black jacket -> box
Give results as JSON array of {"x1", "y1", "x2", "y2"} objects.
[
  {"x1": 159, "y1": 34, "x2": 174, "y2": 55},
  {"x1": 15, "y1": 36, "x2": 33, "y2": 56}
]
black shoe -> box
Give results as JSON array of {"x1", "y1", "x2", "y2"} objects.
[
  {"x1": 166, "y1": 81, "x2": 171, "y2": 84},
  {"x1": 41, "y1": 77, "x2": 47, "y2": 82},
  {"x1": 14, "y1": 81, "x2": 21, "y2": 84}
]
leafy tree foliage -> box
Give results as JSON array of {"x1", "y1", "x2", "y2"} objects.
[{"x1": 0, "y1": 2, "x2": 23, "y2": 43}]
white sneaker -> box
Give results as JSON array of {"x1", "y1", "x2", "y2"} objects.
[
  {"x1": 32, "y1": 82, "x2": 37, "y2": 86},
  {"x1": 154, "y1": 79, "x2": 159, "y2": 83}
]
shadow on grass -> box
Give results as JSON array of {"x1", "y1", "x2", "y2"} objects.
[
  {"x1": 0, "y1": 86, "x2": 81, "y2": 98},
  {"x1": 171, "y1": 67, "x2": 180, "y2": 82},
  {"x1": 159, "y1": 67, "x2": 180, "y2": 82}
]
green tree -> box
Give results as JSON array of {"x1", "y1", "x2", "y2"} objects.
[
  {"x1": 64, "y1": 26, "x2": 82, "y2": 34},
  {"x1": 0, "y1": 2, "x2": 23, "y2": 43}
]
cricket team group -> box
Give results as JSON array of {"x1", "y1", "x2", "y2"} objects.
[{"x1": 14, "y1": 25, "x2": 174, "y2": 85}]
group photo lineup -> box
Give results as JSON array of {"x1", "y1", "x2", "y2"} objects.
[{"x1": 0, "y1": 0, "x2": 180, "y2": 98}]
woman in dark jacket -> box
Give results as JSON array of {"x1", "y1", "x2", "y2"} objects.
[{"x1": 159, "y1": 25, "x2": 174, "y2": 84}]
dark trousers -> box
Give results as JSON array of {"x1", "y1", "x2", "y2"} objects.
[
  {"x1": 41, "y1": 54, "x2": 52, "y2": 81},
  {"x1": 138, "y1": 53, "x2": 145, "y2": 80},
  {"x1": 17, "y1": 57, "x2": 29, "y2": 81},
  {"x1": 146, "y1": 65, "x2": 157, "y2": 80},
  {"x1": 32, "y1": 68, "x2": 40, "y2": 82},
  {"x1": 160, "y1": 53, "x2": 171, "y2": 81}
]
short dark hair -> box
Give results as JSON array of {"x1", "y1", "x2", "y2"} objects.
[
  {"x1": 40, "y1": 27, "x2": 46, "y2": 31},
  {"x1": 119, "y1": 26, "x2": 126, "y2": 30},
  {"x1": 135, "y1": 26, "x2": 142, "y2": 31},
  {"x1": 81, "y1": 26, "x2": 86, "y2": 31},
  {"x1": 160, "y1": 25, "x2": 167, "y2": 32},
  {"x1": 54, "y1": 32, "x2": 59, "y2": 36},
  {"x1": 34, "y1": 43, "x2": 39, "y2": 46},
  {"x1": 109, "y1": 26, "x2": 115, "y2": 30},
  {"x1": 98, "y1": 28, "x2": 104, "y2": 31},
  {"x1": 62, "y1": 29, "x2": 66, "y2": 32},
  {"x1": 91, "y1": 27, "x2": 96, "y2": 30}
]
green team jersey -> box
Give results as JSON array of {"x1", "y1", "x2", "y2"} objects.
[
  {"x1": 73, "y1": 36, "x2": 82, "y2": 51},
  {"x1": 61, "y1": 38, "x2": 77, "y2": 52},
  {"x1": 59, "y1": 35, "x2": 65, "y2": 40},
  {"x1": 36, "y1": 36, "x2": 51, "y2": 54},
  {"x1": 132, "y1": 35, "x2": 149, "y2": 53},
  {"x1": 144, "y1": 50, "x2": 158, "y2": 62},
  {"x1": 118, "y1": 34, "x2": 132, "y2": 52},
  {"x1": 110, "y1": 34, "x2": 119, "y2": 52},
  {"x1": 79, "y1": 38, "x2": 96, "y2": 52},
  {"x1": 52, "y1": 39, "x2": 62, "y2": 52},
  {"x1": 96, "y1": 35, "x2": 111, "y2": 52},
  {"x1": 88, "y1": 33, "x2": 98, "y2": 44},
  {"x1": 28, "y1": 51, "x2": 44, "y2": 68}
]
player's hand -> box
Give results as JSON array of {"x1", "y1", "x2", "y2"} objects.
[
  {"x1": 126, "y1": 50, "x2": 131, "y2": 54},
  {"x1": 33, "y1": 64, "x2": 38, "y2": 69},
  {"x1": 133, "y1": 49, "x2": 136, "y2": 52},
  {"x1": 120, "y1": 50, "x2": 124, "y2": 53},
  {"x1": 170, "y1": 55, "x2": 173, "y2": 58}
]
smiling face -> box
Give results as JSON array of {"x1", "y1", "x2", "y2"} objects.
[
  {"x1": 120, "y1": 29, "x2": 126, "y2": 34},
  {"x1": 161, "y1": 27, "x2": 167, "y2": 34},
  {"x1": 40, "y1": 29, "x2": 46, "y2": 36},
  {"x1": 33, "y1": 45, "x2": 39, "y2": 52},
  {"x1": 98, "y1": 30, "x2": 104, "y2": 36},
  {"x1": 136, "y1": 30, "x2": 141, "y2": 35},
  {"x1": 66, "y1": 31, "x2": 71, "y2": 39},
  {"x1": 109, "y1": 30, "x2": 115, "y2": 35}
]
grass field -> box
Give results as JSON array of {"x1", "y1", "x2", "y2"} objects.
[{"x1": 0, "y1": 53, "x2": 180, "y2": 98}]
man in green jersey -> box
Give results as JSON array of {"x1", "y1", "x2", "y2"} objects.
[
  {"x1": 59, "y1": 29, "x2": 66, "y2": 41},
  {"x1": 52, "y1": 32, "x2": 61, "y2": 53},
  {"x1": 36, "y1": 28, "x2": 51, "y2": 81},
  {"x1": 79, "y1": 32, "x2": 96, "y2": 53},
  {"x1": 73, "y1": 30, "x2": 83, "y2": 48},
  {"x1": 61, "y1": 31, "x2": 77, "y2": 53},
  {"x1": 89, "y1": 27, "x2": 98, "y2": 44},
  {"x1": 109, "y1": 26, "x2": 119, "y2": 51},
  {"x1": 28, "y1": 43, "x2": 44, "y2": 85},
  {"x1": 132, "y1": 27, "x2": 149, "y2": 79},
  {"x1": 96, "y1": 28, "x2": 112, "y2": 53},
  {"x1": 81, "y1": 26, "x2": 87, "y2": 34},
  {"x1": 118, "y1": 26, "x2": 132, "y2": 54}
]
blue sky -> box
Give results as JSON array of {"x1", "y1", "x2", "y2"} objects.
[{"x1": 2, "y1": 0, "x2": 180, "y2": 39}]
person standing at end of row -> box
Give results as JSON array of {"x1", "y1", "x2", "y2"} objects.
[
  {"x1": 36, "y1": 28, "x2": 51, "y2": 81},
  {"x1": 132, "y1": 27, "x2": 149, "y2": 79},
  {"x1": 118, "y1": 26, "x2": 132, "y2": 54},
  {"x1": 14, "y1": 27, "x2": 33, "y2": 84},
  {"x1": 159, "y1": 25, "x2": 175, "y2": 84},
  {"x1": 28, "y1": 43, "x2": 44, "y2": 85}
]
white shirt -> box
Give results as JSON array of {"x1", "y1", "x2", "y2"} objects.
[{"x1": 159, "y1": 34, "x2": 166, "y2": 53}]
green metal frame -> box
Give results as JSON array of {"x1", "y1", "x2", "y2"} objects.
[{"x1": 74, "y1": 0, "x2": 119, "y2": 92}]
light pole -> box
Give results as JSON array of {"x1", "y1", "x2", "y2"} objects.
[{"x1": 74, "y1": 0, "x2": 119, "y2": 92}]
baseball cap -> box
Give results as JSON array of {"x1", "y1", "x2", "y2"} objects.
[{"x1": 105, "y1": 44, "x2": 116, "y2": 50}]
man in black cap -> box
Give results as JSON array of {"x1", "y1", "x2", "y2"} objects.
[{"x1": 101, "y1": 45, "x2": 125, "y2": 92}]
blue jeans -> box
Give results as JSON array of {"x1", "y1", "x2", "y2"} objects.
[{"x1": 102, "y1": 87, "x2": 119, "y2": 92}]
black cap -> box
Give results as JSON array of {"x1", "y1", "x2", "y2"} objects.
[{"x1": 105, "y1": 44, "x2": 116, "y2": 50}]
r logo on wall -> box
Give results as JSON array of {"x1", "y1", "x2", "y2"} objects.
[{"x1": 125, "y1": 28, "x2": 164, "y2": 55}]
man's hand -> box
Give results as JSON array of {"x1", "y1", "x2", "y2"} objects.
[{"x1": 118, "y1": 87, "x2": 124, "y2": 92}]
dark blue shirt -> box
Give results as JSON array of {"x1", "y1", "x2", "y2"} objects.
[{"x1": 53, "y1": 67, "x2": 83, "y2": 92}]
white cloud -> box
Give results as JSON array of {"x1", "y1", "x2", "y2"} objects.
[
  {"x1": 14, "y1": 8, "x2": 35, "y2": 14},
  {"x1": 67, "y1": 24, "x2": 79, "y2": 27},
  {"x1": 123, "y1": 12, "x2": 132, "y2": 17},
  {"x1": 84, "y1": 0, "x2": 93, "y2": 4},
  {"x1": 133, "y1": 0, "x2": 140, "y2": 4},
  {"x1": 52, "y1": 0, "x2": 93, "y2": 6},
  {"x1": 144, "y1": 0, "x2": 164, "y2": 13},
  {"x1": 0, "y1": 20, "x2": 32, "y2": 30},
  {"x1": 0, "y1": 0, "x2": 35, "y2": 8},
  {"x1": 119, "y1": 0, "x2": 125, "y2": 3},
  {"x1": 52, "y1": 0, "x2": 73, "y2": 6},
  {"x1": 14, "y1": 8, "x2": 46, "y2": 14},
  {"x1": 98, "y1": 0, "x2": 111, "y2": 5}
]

◇ ◇ ◇

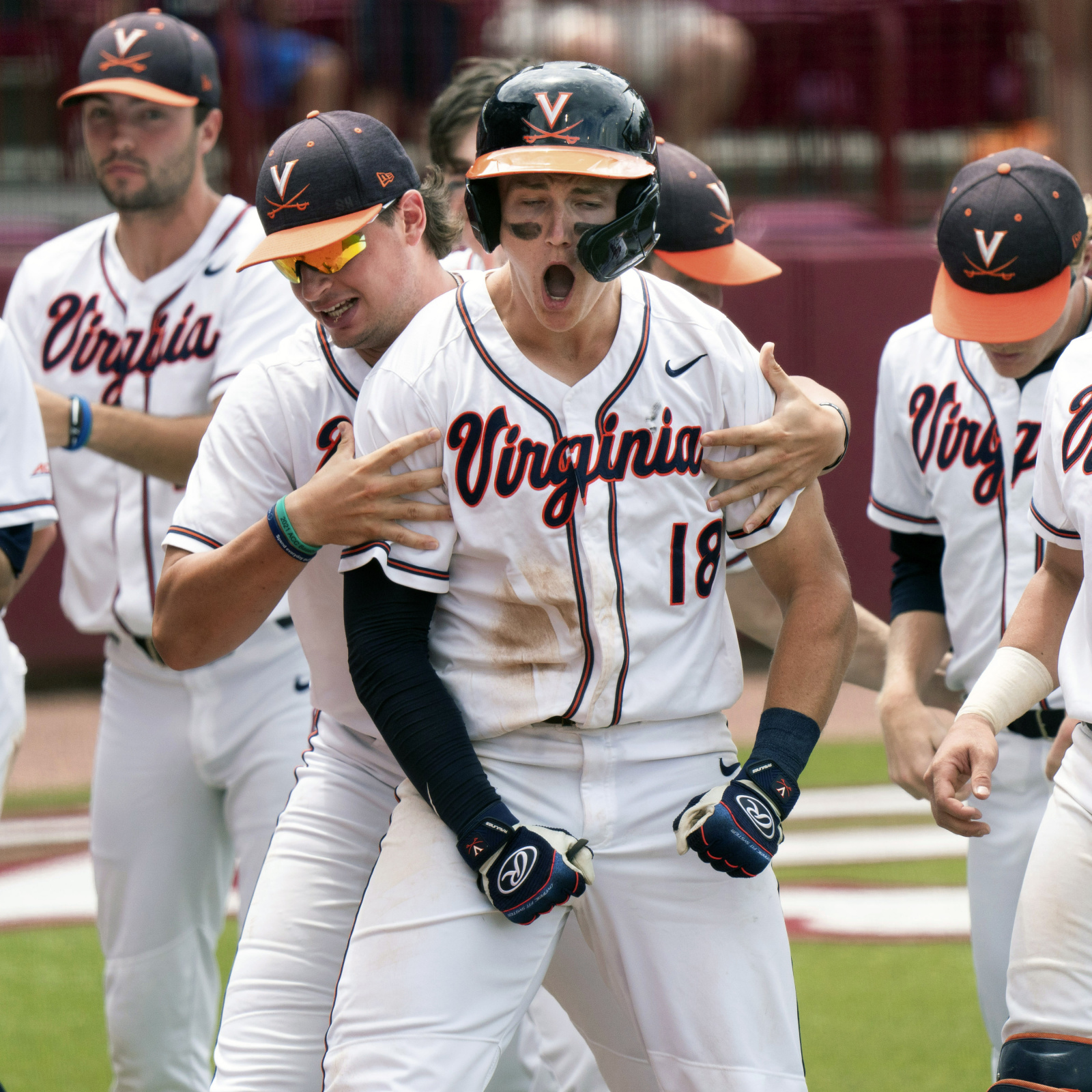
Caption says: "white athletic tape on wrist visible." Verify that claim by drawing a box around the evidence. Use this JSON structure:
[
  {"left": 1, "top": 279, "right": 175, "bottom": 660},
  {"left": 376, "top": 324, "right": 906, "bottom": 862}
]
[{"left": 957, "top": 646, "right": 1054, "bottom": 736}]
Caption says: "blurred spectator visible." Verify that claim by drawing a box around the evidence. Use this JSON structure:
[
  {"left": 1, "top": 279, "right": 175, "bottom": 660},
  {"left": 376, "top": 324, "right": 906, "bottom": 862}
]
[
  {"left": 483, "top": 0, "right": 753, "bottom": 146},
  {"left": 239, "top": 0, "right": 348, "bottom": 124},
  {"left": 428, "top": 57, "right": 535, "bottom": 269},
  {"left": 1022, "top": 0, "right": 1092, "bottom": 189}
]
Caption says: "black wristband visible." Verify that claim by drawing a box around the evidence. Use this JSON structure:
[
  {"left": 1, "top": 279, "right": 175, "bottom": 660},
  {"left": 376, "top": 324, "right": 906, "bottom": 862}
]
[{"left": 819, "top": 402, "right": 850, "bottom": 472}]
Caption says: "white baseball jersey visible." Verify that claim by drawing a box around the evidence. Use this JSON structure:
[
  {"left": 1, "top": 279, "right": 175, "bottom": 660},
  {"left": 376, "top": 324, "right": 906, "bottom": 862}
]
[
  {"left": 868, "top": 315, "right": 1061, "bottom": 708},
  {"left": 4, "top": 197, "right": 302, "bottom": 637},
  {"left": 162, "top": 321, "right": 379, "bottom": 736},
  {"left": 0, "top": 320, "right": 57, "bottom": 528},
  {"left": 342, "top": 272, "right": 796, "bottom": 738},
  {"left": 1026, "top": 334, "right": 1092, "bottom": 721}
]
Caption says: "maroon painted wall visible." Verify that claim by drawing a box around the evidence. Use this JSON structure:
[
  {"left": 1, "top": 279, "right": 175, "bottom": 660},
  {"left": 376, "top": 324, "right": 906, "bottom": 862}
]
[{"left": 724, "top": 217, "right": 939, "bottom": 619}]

◇ ◇ ◇

## WHAT IS ASKED
Pick out every line above that contains the word "green", and copy each one in full. Case counts.

## THE RESULT
green tree -> box
green team jersey -> box
man in green jersey -> box
green metal frame -> box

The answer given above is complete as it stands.